* Source text
══════

After breakfasting alone about 7.45, he went to work at once, considering the 1 1/2 hour between 8 and 9.30 one of his best working times. At 9.30 he came into the drawing-room for his letters — rejoicing if the post was a light one and being sometimes much worried if it was not. He would then hear any family letters read aloud as he lay on the sofa.

The reading aloud, which also included part of a novel, lasted till about half-past ten, when he went back to work till twelve or a quarter past. By this time he considered his day's work over, and would often say, in a satisfied voice, "I'VE done a good day's work." He then went out of doors whether it was wet or fine; Polly, his white terrier, went with him in fair weather, but in rain she refused or might be seen hesitating in the verandah, with a mixed expression of disgust and shame at her own want of courage; generally, however, her conscience carried the day, and as soon as he was evidently gone she could not bear to stay behind.

══════

Stored items:
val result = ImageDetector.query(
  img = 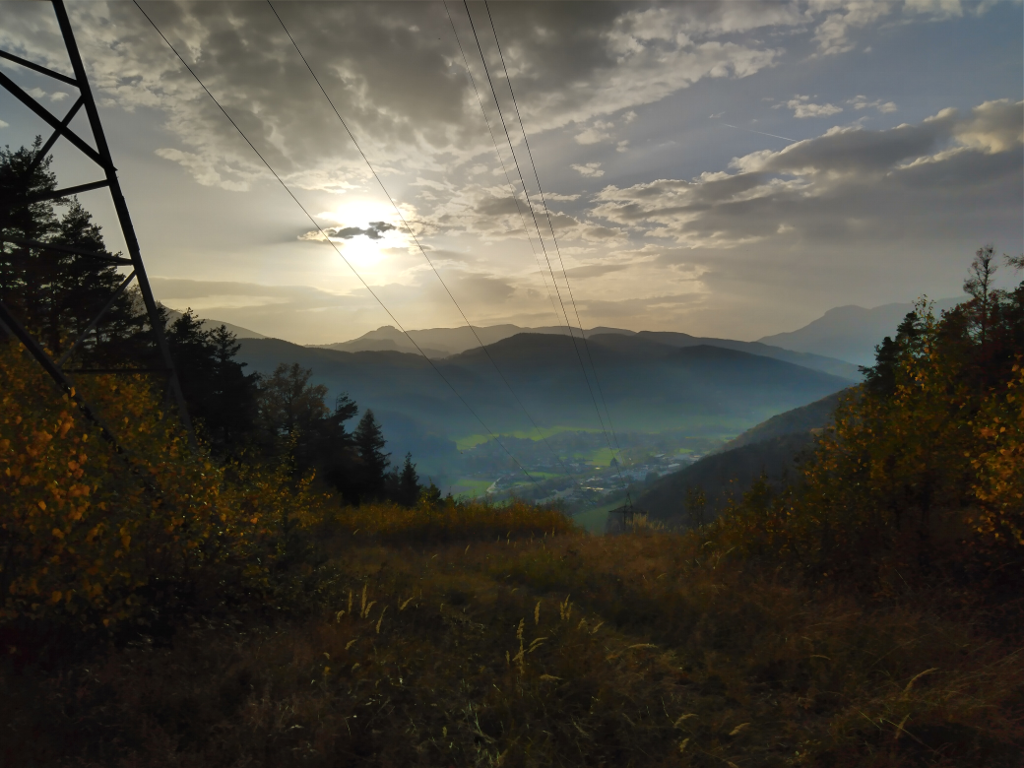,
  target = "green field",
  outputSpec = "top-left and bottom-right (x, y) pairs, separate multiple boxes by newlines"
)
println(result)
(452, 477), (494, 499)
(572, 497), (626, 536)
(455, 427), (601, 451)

══════

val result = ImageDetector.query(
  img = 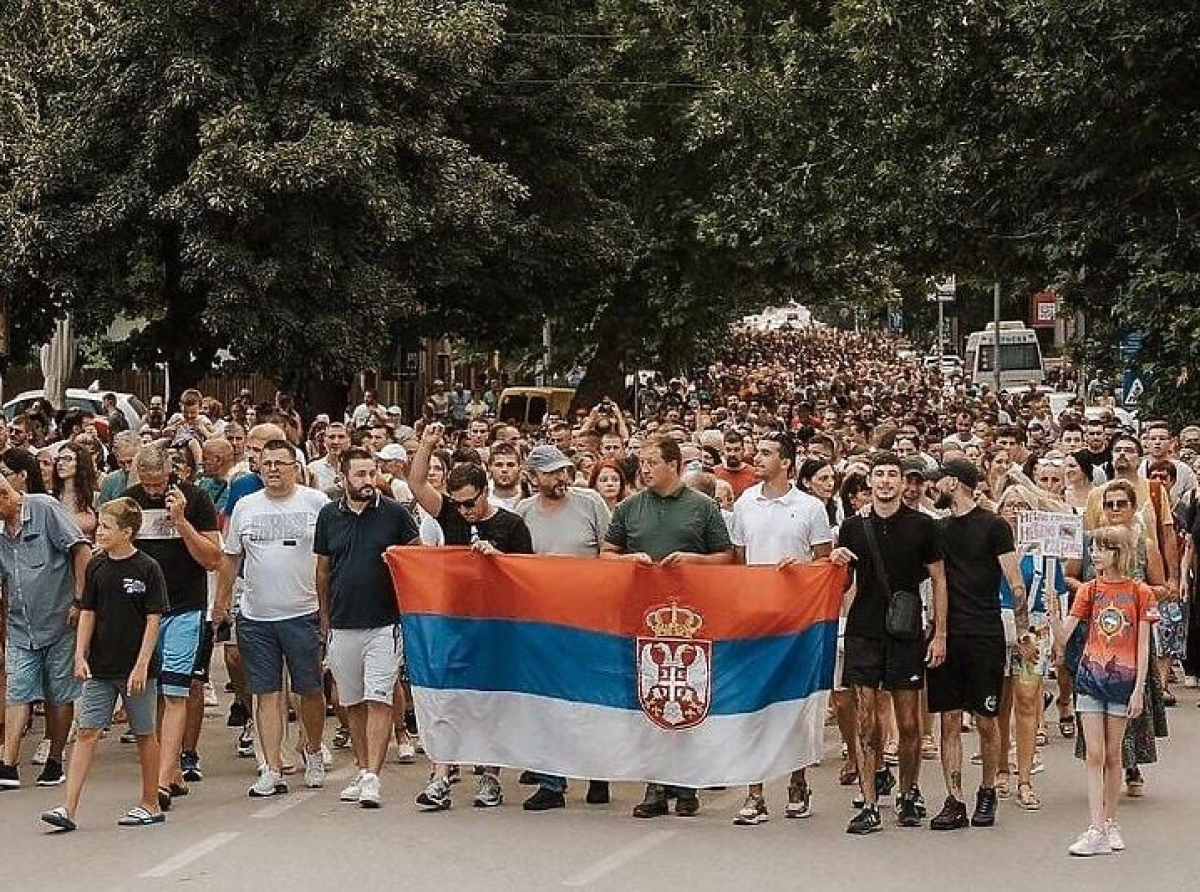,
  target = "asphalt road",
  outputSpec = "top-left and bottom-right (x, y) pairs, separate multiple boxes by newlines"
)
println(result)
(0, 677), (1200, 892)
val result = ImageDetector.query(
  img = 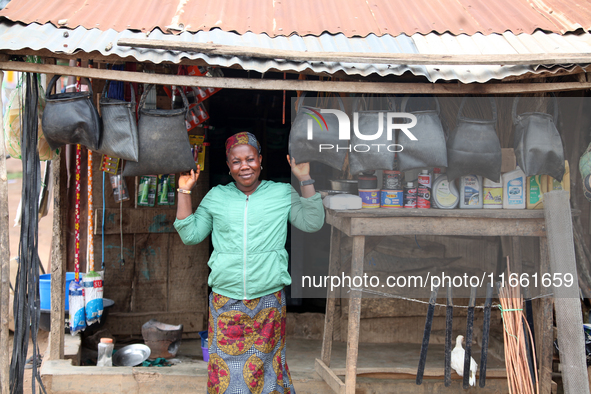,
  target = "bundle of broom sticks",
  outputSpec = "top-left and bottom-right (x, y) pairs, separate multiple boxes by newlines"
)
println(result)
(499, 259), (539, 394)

══════

* Problems to work on
1. Answer these questions from the Source text:
(a) At about what time did he eat breakfast alone?
(b) Until about what time did the reading aloud last?
(c) What kind of dog was Polly?
2. Reproduce the Source text from "The reading aloud, which" up to and including "to stay behind.".
These stored items come from a separate source.

* Task answers
1.
(a) About 7.45.
(b) About half-past ten.
(c) A white terrier.

2.
The reading aloud, which also included part of a novel, lasted till about half-past ten, when he went back to work till twelve or a quarter past. By this time he considered his day's work over, and would often say, in a satisfied voice, "I'VE done a good day's work." He then went out of doors whether it was wet or fine; Polly, his white terrier, went with him in fair weather, but in rain she refused or might be seen hesitating in the verandah, with a mixed expression of disgust and shame at her own want of courage; generally, however, her conscience carried the day, and as soon as he was evidently gone she could not bear to stay behind.